« Hum, ça fait du bien là où ça fait mal…
– Tu es devenu masochiste ?
– Pas trop le choix : je suis auteur. »
À moins de n’écrire que pour soi-même et de ne jamais exposer nos textes aux regards des autres, nous autres auteurs avons une activité publique. Cela signifie qu’il faut s’attendre à avoir des retours sur les histoires que nous publions, et malheureusement certains de ces retours peuvent être moins enthousiastes que ceux escomptés. Oh, bien sûr, « la critique est utile ». Tout le monde sait ça. Cela ne l’empêche pas de faire mal.
Petit guide de survie à l’attention des auteurs qui souhaitent le rester.
Pourquoi la critique fait-elle mal ?
Il y a, je le pense, de profondes raisons culturelles et sociales. Combien de fois, dans la vraie vie, taisons-nous des reproches à des amis ou de la famille, afin d’éviter les conflits ? Oncle Roger a mauvaise haleine, mais on n’ose pas le lui avouer. Tout simplement, ça ne se fait pas. En conséquence, la critique brise les conventions établies : nous avons l’impression de subir une gifle en public et en éprouvons de la honte. Combien de fois ai-je lu « ça ne se fait pas de dire des choses pareilles ! » de la part d’auteurs outrés ?
Pourtant, qui écrit la critique ? Et pour qui ? Le fait est que, en général, les critiques ne nous sont pas adressées. Un commentaire sur Amazon, c’est un lecteur qui parle à d’autres lecteurs. Il avertit les autres qu’oncle Roger sent un peu de la bouche, et pas de chance si Roger tombe sur ce message. Du coup, bien souvent, ce qu’on considère comme une attaque personnelle n’est pas une attaque, et est encore moins personnelle. C’est comme surprendre une conversation entre deux individus qui parlent de nous dans notre dos.
Alors oui, oncle Roger va se sentir très vexé et honteux que l’information sur sa mauvaise haleine soit devenue publique. Mais si ça fait si mal, c’est que la plupart du temps, l’auteur ne s’y attend pas. Pas vraiment. Il n’a pas anticipé la critique : il se sent être « quelqu’un de bien », qui a travaillé dur. Qui critiquerait ça ? Hé, cela ne se fait pas !
Quelques pistes
1) Cesse de croire que tu « mérites » des commentaires positifs parce que tu as beaucoup travaillé. C’est faux. On ne mérite pas des compliments parce qu’on travaille beaucoup, on mérite des compliments lorsqu’on travaille bien. Tu peux avoir mis beaucoup d’efforts et de temps dans un livre, s’il comporte des défauts, tu récolteras des critiques. Et c’est normal. C’est sain !
2) Attends-toi à ces commentaires négatifs. Ils ne manqueront pas de venir, c’est certain, alors prépare-toi. Regarde les notes de tes auteurs préférés sur Amazon : tous récoltent des commentaires négatifs. Aucun de tes textes n’est irréprochable. Et ce n’est pas parce que certaines personnes les aiment que cela « annule » leurs imperfections.

> _PROBLÈMES À RÉSOUDRE_
(1) Citez, dans l’extrait sur la critique, le passage qui va de « Pourtant, qui écrit » jusqu’à « se fait pas ! ».
(2) Continuez l’extrait sur la critique à partir de l’endroit où il s’arrête.

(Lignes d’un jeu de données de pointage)
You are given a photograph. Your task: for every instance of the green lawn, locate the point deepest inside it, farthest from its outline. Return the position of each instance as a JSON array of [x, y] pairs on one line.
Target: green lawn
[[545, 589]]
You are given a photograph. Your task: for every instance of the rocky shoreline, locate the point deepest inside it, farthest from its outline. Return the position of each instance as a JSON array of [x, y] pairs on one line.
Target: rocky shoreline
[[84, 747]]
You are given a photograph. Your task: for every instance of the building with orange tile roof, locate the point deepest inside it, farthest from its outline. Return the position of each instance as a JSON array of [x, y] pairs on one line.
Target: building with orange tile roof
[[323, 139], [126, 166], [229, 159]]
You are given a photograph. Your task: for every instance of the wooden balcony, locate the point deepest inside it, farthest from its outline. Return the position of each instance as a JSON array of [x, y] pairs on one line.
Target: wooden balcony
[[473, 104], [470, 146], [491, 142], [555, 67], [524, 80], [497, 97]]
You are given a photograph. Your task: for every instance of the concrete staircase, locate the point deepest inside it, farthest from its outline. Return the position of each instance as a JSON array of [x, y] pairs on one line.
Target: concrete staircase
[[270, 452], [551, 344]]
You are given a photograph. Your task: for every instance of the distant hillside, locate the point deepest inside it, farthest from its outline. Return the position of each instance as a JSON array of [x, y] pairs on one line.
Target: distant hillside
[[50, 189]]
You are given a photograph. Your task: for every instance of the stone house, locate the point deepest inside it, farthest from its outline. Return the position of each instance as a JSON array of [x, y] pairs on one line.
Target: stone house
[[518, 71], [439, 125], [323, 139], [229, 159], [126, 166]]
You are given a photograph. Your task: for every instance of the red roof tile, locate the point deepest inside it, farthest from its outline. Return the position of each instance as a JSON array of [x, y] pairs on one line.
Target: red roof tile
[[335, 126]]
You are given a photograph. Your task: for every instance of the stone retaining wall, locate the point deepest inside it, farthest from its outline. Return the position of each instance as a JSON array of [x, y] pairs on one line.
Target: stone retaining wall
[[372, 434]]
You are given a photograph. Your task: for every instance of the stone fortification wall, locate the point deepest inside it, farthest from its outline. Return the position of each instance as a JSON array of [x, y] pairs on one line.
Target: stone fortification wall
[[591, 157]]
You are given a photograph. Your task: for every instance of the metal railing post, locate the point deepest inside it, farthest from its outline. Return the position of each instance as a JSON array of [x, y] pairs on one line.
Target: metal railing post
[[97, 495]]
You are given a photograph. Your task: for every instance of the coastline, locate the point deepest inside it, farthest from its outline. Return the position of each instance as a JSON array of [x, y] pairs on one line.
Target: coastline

> _RÉSULTATS SUCCESSIFS_
(1)
Pourtant, qui écrit la critique ? Et pour qui ? Le fait est que, en général, les critiques ne nous sont pas adressées. Un commentaire sur Amazon, c’est un lecteur qui parle à d’autres lecteurs. Il avertit les autres qu’oncle Roger sent un peu de la bouche, et pas de chance si Roger tombe sur ce message. Du coup, bien souvent, ce qu’on considère comme une attaque personnelle n’est pas une attaque, et est encore moins personnelle. C’est comme surprendre une conversation entre deux individus qui parlent de nous dans notre dos.
Alors oui, oncle Roger va se sentir très vexé et honteux que l’information sur sa mauvaise haleine soit devenue publique. Mais si ça fait si mal, c’est que la plupart du temps, l’auteur ne s’y attend pas. Pas vraiment. Il n’a pas anticipé la critique : il se sent être « quelqu’un de bien », qui a travaillé dur. Qui critiquerait ça ? Hé, cela ne se fait pas !

(2)
3) Ne les écarte pas. Comme on retire vivement la main de la flamme qui nous brûle, c’est un réflexe de les rejeter. De plus, certains commentaires manquent de tact, sont parfois maladroits ou injurieux. C’est alors tellement plus simple de se braquer ! Pourtant, ces critiques sont des mines d’informations. Regarde-les dans les yeux. Même grossier, un commentaire du type « le personnage principal est un casse-couilles de première ! » est une sacrée piste à suivre. Les commentaires négatifs sont souvent prolixes. Profite-en.
4) Ne te cache pas derrière de fausses excuses. Bannis de ta bouche des répliques comme « cela ne se fait pas de dire ça », « on ne peut pas plaire à tout le monde », « ça n’a pas fonctionné pour lui mais ça plaira à d’autres », « il n’a rien compris, c’était voulu ». Ce ne sont que des tactiques d’évitement.
5) Ne réponds JAMAIS aux critiques : soit tu penses que la critique a du sens et tu t’en sers pour améliorer tes écrits, soit tu la mets de côté. Point. La critique est le ressenti d’un lecteur, tu ne peux pas argumenter contre ça. Il ne peut pas « avoir tort » de ne pas aimer ton livre.
6) Distingue l’œuvre de l’auteur : la critique pointe les défauts de ton histoire, elle ne dit pas du mal de toi (tes lecteurs ne te connaissent pas). Alors arrête de faire ton Calimero, personne ne t’en veux. Essuie tes yeux, relève le nez de ton nombril et repenche-toi sur tes histoires.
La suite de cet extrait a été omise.